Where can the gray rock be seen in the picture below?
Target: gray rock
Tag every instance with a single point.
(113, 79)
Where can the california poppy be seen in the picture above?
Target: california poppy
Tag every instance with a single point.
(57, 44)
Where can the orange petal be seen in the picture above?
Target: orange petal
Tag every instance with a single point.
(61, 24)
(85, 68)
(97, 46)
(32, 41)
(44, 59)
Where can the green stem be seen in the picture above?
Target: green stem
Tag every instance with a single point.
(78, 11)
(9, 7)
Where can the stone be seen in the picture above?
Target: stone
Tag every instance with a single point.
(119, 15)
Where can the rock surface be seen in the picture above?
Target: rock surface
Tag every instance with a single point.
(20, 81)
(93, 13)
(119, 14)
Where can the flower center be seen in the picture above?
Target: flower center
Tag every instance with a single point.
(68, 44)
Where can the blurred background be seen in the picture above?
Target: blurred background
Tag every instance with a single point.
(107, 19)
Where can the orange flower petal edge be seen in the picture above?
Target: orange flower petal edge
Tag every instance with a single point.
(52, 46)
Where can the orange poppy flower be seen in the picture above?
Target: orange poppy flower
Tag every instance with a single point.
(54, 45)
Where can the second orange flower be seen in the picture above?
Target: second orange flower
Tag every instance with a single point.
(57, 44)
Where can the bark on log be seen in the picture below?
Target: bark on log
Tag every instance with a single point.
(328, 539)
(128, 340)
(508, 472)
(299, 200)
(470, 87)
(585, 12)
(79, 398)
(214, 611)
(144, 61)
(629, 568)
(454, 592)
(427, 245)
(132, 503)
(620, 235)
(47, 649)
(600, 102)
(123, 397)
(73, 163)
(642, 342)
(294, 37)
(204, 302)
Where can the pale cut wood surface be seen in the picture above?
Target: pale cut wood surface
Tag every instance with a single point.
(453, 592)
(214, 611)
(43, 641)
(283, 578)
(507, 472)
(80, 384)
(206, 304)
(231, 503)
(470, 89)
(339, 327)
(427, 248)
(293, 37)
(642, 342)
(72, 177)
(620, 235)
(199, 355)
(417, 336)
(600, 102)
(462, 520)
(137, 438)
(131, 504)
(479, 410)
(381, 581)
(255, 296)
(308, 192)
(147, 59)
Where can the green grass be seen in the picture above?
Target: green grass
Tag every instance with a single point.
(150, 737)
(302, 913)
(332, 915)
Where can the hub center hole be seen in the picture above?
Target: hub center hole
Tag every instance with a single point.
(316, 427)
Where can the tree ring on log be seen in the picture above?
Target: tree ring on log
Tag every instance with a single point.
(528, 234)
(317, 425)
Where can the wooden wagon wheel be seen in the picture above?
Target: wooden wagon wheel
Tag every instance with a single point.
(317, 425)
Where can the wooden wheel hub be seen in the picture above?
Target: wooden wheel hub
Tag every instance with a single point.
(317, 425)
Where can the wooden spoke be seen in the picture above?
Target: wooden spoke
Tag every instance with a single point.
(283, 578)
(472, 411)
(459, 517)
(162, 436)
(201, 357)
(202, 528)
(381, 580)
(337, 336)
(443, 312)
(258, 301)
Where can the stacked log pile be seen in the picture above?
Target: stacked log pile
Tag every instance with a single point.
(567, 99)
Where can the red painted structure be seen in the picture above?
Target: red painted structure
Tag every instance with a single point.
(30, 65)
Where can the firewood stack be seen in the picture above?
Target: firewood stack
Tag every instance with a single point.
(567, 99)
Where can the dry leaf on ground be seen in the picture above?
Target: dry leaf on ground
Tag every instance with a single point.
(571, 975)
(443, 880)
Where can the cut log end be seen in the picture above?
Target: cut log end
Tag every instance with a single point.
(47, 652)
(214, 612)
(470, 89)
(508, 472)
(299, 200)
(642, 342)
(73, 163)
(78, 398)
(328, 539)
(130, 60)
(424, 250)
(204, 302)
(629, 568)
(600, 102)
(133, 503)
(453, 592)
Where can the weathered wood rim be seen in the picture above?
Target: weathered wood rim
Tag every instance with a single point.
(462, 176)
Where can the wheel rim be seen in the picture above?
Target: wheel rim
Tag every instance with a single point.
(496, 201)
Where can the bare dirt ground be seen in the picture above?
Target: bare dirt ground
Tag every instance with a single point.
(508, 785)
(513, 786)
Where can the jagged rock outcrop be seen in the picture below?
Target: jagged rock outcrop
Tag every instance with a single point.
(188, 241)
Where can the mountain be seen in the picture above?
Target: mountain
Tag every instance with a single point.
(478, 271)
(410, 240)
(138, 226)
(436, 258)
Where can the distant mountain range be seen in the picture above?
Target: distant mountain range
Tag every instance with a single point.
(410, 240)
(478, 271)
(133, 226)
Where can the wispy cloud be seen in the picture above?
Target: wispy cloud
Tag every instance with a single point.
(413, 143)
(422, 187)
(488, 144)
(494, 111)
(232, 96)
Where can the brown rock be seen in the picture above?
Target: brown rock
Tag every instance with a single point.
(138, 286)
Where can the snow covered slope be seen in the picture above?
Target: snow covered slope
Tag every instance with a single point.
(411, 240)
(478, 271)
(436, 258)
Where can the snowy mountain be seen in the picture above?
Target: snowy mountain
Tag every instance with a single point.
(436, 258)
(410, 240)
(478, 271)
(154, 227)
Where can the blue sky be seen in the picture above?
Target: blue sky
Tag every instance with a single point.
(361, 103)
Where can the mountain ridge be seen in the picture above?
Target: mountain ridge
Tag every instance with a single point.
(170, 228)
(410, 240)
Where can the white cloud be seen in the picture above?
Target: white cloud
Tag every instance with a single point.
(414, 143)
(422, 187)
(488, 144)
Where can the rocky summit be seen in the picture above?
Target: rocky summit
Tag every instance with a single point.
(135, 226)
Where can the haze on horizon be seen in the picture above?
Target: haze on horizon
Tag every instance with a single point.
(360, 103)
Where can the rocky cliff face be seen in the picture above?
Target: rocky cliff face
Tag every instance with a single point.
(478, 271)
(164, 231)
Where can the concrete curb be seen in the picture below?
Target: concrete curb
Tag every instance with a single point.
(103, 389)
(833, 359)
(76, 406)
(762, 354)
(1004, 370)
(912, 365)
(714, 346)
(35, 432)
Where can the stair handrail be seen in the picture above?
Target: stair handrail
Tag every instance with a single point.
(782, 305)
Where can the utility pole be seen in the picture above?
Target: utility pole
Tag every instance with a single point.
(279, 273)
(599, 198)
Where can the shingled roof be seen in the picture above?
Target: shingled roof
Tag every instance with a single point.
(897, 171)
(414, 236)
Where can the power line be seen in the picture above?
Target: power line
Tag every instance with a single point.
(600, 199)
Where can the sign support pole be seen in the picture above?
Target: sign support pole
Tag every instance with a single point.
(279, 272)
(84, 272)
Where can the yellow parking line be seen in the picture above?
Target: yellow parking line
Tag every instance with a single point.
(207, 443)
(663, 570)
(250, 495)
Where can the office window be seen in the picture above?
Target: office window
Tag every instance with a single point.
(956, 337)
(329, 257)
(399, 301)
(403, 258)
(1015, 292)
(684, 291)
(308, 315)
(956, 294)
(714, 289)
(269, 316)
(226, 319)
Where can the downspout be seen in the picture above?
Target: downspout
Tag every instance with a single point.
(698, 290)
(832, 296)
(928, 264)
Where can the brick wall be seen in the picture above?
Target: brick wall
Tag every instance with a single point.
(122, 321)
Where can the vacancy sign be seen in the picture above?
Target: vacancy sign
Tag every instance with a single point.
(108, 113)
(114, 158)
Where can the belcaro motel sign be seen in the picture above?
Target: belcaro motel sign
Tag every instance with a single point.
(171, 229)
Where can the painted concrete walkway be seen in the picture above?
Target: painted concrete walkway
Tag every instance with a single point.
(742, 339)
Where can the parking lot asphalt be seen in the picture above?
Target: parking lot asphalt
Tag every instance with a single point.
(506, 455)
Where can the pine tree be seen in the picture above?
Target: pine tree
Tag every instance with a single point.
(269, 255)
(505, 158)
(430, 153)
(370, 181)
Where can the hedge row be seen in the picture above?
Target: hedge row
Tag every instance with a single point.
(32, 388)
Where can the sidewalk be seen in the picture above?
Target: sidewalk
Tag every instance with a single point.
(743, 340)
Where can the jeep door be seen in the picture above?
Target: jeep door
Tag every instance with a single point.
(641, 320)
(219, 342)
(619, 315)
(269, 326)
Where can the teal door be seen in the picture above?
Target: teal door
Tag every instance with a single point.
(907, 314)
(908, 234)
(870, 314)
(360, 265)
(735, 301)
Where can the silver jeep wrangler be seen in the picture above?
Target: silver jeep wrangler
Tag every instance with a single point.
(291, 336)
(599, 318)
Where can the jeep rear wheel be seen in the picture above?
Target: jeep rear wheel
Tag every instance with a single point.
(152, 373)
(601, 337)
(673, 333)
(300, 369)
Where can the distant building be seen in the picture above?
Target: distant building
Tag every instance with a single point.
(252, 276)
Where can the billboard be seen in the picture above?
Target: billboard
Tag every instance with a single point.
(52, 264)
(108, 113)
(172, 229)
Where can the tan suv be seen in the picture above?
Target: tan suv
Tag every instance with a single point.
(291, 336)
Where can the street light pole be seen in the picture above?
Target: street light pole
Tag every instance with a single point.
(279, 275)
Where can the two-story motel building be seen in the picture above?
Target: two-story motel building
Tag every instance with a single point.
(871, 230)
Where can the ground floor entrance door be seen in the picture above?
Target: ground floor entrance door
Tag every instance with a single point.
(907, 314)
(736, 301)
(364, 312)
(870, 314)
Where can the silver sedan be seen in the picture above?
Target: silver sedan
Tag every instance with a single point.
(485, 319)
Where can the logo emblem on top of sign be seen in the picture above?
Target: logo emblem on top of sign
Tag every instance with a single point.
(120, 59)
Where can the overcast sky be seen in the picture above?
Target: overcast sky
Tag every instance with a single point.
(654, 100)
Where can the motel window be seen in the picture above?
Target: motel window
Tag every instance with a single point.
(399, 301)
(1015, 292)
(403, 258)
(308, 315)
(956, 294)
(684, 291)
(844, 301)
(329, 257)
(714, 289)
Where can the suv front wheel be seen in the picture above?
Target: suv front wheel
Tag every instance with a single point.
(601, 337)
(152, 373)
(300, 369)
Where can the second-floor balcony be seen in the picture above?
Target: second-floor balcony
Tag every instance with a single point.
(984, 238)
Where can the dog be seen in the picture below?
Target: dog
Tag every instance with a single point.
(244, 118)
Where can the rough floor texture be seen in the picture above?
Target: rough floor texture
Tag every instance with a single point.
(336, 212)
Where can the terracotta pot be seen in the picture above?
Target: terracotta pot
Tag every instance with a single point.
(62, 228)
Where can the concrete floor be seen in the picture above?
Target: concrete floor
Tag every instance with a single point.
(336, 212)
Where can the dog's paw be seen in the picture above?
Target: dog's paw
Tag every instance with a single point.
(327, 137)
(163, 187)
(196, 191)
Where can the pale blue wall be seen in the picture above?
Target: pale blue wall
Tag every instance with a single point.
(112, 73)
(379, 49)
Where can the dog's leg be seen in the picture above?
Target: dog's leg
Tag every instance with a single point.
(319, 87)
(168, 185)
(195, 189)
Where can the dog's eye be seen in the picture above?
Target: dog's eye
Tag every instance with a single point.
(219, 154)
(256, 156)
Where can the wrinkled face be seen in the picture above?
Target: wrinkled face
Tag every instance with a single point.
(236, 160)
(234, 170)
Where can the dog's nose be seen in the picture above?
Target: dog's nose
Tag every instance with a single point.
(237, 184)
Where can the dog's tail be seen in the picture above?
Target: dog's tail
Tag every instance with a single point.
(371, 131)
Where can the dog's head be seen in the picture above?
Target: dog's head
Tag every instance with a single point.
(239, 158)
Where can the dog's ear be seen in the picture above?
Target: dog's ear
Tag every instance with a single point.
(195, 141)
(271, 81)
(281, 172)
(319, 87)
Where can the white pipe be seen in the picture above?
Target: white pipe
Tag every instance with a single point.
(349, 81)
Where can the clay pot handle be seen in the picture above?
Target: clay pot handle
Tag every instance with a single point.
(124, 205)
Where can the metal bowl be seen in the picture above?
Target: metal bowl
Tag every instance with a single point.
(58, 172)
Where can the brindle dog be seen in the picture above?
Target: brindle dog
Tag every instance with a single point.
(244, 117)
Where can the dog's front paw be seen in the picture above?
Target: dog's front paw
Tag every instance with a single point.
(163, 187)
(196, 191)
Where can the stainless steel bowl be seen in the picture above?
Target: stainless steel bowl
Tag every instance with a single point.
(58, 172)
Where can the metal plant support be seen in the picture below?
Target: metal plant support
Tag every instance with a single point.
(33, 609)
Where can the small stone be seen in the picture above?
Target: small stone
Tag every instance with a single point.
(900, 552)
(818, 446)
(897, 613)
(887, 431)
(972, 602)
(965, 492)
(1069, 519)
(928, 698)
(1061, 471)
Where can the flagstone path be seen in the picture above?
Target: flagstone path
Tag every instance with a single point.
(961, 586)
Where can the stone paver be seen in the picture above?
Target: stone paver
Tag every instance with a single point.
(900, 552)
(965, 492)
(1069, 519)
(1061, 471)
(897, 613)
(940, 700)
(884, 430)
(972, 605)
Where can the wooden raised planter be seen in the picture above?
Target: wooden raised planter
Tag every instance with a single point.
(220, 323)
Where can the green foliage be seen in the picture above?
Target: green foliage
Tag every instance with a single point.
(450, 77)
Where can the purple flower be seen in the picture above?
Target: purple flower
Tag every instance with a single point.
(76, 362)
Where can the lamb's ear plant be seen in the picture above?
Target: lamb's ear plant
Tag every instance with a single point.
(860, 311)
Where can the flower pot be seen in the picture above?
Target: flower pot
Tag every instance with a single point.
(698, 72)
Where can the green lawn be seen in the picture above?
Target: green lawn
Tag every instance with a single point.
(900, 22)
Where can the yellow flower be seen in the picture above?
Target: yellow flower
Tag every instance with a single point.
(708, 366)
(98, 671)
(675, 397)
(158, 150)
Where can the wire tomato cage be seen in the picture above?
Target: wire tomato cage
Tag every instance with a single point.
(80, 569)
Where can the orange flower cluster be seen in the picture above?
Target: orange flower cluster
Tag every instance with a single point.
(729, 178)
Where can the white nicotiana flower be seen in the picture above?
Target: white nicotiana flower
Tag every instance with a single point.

## Task statement
Taking the entries above, print exactly the lines starting at the line with "Target: utility pole" and ending at the line with "Target: sign support pole", both included.

## Output
Target: utility pole
Tag every instance with a single point.
(279, 273)
(599, 198)
Where can the shingled roof be seen in the picture above?
Target: shingled roof
Tag every instance with a single point.
(897, 171)
(414, 236)
Where can the power line be seen in the picture above?
Target: power line
Tag every instance with a single point.
(600, 199)
Where can the sign support pole be seen in the picture above?
Target: sign support pole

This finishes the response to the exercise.